Tareas escritas -
1) Nombra a todas las personas que aparecen en el texto sobre la exposición de Sáenz de Oiza.
2) Según el texto sobre la exposición de Sáenz de Oiza, ¿en qué edificio de Pollença se montó la exposición?

### Texto de lectura

Hace pocos días se ha clausurado en Pollença una exposición sobre la obra realizada o proyectada por el arquitecto Francisco Sáenz de Oiza en la isla de Mallorca, abierta desde el 10 de agosto en el convento de Santo Domingo, de la que ejercen como comisarios con gran inteligencia Federico Climent y Marta Sierra, que también la han montado con una bellísima instalación. La exposición se ha acompañado de una serie de conferencias y la publicación de una monografía. Es reconfortante comprobar que entre la persistente quincallería del turismo alemán y por encima de las posibles alienaciones que ella misma provoca, unos pequeños municipios, amparados por la Dirección General de Arquitectura del Gobierno, se esfuerzan por mantener la visión de una cultura universal desde las propias raíces y en la propia geografía.

######
### Material extraído

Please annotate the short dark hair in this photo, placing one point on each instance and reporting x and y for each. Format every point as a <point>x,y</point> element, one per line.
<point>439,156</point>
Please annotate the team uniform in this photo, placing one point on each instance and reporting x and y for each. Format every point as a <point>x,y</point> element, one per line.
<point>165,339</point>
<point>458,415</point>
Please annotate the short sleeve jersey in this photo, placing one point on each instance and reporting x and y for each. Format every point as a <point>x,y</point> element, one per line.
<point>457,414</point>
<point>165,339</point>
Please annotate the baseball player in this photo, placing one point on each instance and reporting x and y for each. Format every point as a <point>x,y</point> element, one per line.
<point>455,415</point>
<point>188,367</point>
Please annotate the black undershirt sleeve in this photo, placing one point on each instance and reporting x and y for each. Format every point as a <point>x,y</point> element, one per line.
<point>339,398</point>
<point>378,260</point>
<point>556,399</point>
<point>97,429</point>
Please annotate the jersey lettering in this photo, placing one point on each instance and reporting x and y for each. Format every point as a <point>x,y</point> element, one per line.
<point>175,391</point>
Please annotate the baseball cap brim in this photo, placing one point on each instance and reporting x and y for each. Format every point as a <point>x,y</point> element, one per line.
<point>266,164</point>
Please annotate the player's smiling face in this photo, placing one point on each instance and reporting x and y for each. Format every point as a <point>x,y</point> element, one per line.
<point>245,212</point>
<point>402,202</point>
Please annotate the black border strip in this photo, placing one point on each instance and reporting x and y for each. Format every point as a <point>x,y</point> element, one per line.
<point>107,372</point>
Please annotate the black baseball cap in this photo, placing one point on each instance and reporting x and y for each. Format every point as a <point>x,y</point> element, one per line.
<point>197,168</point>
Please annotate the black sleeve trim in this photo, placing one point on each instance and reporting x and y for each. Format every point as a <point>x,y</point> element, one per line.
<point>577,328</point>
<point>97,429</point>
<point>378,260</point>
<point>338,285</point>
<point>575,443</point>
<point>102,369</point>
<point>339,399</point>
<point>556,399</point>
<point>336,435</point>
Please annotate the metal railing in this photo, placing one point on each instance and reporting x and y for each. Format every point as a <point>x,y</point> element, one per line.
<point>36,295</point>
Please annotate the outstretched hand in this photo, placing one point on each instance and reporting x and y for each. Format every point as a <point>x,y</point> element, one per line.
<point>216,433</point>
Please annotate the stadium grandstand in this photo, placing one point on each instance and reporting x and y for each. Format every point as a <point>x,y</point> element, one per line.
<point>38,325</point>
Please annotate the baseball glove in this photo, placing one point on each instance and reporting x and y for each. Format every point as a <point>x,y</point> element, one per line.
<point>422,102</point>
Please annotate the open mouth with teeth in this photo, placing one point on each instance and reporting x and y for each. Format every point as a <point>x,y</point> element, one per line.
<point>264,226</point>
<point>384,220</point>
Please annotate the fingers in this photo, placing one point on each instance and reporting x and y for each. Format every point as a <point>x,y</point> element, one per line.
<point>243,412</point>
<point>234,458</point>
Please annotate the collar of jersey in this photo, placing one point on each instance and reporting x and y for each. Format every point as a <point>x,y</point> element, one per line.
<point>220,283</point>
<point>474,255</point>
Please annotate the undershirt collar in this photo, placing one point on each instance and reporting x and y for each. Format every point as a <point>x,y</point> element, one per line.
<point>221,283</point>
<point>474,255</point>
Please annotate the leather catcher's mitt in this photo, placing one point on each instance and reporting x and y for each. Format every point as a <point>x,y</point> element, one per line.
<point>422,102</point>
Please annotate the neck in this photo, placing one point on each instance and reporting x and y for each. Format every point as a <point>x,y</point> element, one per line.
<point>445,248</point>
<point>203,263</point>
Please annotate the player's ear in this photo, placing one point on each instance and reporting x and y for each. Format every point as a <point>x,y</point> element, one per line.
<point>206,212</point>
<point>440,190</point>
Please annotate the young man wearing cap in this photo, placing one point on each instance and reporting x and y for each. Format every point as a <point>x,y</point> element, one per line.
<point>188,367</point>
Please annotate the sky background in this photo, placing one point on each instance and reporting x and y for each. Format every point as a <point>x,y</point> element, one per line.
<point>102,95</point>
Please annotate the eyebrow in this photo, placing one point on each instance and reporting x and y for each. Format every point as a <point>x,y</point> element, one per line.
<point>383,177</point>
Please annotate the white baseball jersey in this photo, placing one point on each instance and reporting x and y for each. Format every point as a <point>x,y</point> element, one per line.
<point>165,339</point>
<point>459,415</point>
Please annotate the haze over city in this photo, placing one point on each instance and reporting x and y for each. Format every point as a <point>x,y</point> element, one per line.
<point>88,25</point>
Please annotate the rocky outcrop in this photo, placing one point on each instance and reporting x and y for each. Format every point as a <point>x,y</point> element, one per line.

######

Respuestas -
1) Francisco Sáenz de Oiza, Federico Climent y Marta Sierra.

2) En el convento de Santo Domingo.